**Dataset entries:**
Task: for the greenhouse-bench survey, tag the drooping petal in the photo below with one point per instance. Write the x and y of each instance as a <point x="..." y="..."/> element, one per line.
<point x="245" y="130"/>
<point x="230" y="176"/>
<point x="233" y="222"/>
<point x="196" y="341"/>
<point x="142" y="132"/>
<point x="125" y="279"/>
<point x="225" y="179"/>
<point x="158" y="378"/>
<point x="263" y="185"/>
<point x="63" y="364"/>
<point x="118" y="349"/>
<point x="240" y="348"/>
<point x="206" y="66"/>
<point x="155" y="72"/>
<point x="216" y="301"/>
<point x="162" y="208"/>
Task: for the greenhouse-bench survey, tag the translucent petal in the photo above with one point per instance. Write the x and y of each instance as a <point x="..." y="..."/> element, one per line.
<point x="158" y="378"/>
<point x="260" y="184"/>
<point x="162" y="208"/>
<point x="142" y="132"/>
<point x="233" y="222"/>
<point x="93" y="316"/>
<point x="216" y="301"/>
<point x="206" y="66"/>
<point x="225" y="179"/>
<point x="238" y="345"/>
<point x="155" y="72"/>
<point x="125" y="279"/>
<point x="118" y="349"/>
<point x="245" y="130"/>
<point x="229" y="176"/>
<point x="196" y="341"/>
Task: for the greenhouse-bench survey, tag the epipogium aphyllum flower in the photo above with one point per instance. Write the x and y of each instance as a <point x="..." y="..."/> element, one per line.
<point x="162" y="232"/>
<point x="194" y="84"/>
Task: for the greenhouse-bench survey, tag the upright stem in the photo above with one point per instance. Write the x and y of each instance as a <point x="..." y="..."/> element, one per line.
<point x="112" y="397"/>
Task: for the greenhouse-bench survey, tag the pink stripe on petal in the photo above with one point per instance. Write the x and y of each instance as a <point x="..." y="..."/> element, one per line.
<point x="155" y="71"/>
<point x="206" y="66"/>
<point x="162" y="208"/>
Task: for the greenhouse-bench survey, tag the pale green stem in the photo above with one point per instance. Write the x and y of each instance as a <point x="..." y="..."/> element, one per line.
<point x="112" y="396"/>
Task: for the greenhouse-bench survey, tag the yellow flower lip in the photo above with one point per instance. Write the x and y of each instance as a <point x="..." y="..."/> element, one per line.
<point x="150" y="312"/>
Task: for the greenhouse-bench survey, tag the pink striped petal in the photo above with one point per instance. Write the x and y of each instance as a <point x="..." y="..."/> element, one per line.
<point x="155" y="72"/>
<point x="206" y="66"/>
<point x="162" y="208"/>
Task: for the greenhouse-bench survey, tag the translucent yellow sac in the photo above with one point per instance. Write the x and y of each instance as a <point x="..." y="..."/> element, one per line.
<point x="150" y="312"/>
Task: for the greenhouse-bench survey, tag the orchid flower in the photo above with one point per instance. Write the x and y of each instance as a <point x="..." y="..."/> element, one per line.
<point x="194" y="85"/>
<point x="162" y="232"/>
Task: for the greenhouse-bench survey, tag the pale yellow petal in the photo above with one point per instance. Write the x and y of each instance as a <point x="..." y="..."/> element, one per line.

**PROBLEM TO SOLVE:** From the line that contains "Task: for the greenhouse-bench survey, tag the yellow" down to the last line above, print each line exactly as it appears.

**YOUR RESPONSE:**
Task: for the greenhouse-bench survey, tag the yellow flower lip in the photo above with one point per instance. Write the x and y of each instance as a <point x="..." y="..."/> element, one per line.
<point x="150" y="312"/>
Task: for the greenhouse-bench survey, tag the pink striped petal in the photo above with one point per instance. Write the x and y of each instance as a <point x="..." y="..."/> element, one per line.
<point x="155" y="72"/>
<point x="206" y="66"/>
<point x="162" y="208"/>
Task: for the greenhouse-bench survey, tag the translucent yellow sac in the photo above with one point per instance. Write the x and y of each instance as a <point x="..." y="..."/> element, one per line.
<point x="150" y="312"/>
Task: for the greenhouse-bench survey, tag the orchid flower in the photo above with one point per instance. Write the x and y of each instance as a <point x="..." y="..."/> element, one per line.
<point x="194" y="85"/>
<point x="162" y="232"/>
Task: for the greenhouse-bench survey, tag the pale yellow petal in the photo above with one point per instance. Write the x and y of each instance as a <point x="..." y="..."/> element, one per line.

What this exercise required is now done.